Page:
--- START ---

Tuesday 5 May 2026, 01:04 PM

How 3nm DSPs and 224G SerDes enable 1.6T Ethernet for AI fabrics

Explore how IEEE P802.3dj, 224G SerDes, and 3nm PAM4 DSPs overcome 56 GHz signal loss to enable 1.6T Ethernet for next-generation hyperscale AI fabrics.

If you spend enough time around the Bay Area’s AI ecosystem, you start to notice a recurring frustration. We are building incredibly sophisticated models capable of real-time translation, advanced accessibility features, and fluid conversational interfaces, but the end-user experience often hinges on a loading spinner. The bottleneck isn't always the compute power of the GPUs themselves; it’s the network trying to keep them synchronized.

When you ask an AI a complex question, or when a user relies on a real-time vision model to navigate their environment, the responsiveness of that experience is dictated by how fast thousands of GPUs can talk to each other. That’s why the industry's shift to 1.6 Terabit Ethernet (1.6T) under the IEEE P802.3dj standard is so pivotal. It’s not just a numbers game for data centers—it’s the foundational layer that will make next-generation AI applications feel instant, intuitive, and accessible to everyone.

After watching the landscape evolve, particularly following the live multi-vendor interoperability demonstrations by the Ethernet Alliance at the Optical Fiber Communication Conference (OFC) in March 2026, it's clear that 1.6T has moved off the theoretical roadmaps and into reality. But getting here required solving some massive physical hurdles.

Beating the 56 GHz physics problem

To push 1.6T, the industry is relying on an 8x200G lane configuration using 224 Gbps electrical and optical signaling via PAM4 encoding. The problem? This pushes the fundamental operating frequency to the 56 GHz Nyquist limit.

At this frequency, standard PCB traces and connectors stop being conduits and start acting like severe attenuators, causing up to 40-50 dB of channel loss. It’s a hostile physical environment. If we can't get clean signals across the fabric, AI clusters stall, and the end-user experiences lag or dropped connections.

--- END ---

Objective: Reproduce the passage of the 1.6T Ethernet page that starts at "At this frequency, standard" and ends at "or dropped connections.".

Extracts from a dataset labeled with boxes:
--- START ---

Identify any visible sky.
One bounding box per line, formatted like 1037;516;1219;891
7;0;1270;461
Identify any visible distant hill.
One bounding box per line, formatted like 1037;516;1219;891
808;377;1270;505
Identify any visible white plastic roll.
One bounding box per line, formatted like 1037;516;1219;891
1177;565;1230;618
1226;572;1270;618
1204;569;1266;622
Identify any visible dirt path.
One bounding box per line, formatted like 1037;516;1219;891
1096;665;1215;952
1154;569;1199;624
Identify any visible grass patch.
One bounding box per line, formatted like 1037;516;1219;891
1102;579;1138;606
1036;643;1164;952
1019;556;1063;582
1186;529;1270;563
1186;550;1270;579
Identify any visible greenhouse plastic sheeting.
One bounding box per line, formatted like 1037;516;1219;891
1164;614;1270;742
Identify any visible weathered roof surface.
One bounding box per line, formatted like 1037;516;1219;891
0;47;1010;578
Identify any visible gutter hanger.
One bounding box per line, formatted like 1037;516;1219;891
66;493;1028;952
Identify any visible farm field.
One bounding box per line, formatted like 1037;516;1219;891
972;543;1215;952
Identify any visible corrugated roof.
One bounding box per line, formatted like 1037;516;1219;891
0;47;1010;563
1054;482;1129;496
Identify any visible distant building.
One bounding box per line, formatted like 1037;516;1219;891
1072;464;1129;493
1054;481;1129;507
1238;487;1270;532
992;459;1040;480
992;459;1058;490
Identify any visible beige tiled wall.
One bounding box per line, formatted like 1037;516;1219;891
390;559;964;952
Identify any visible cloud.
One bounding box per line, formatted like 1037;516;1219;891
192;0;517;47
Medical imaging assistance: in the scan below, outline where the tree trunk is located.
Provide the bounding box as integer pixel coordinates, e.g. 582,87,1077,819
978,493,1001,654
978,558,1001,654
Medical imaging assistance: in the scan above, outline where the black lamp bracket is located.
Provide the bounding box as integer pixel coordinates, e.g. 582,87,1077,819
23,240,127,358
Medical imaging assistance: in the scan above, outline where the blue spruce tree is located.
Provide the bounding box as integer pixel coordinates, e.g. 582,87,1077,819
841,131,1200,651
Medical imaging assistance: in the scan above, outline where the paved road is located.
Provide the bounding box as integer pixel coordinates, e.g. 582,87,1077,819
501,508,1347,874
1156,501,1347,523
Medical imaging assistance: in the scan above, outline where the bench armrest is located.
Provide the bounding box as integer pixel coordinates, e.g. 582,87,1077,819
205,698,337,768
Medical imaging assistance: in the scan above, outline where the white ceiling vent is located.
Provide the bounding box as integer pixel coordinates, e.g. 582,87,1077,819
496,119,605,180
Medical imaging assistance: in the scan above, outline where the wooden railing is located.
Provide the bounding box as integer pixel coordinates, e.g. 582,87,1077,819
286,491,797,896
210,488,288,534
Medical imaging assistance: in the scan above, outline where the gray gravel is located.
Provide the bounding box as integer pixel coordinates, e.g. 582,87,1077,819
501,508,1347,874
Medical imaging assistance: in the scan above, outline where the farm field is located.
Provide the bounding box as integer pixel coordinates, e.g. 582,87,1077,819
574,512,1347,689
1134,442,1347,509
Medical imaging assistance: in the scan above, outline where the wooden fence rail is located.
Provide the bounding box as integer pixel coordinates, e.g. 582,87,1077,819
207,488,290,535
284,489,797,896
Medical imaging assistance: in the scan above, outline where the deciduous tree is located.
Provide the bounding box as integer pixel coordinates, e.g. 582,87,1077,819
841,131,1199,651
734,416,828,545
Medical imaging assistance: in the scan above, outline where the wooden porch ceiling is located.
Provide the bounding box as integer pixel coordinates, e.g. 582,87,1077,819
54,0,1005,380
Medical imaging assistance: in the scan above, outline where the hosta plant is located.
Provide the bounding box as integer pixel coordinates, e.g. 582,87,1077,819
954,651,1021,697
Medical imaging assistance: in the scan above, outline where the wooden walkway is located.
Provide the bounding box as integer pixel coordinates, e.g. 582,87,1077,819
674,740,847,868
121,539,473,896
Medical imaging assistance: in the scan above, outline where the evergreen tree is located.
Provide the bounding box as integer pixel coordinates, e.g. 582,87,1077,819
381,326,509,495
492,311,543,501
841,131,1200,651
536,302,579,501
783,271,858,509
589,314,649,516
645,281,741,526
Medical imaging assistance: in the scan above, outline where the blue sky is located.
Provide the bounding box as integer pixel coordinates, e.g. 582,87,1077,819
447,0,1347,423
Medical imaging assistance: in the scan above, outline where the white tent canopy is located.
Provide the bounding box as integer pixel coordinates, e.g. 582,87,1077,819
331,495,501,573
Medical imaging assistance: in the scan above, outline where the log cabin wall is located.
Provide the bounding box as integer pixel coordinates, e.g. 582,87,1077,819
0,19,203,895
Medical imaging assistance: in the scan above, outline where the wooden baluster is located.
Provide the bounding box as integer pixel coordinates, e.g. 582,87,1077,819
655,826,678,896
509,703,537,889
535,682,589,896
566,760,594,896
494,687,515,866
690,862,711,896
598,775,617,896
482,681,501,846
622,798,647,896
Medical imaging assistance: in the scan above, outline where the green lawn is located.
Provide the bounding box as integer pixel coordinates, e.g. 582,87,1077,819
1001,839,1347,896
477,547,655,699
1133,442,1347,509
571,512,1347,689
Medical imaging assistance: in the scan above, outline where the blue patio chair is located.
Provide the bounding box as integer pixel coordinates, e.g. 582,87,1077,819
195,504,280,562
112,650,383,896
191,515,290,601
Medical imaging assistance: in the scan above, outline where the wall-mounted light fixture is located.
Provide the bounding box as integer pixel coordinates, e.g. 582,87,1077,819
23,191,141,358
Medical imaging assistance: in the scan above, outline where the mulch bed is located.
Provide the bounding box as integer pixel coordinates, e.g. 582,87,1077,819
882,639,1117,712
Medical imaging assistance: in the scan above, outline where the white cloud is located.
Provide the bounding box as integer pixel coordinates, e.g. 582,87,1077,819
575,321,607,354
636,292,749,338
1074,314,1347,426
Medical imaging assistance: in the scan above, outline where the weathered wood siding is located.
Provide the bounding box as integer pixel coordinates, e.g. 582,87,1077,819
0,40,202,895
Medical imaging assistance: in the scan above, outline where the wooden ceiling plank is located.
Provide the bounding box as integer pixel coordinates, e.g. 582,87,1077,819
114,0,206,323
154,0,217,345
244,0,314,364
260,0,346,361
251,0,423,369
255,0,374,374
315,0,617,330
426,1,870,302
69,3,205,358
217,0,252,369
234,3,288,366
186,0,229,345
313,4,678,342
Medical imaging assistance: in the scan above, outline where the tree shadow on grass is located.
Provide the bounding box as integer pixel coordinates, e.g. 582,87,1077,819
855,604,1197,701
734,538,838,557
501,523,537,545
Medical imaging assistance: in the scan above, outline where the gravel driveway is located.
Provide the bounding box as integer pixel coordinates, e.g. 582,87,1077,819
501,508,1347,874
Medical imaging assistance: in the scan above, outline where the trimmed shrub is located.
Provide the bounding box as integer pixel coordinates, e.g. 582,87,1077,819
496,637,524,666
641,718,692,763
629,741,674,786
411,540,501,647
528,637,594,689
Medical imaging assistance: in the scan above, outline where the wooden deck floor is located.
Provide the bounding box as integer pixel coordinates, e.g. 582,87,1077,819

--- END ---

Answer for the task:
At this frequency, standard PCB traces and connectors stop being conduits and start acting like severe attenuators, causing up to 40-50 dB of channel loss. It’s a hostile physical environment. If we can't get clean signals across the fabric, AI clusters stall, and the end-user experiences lag or dropped connections.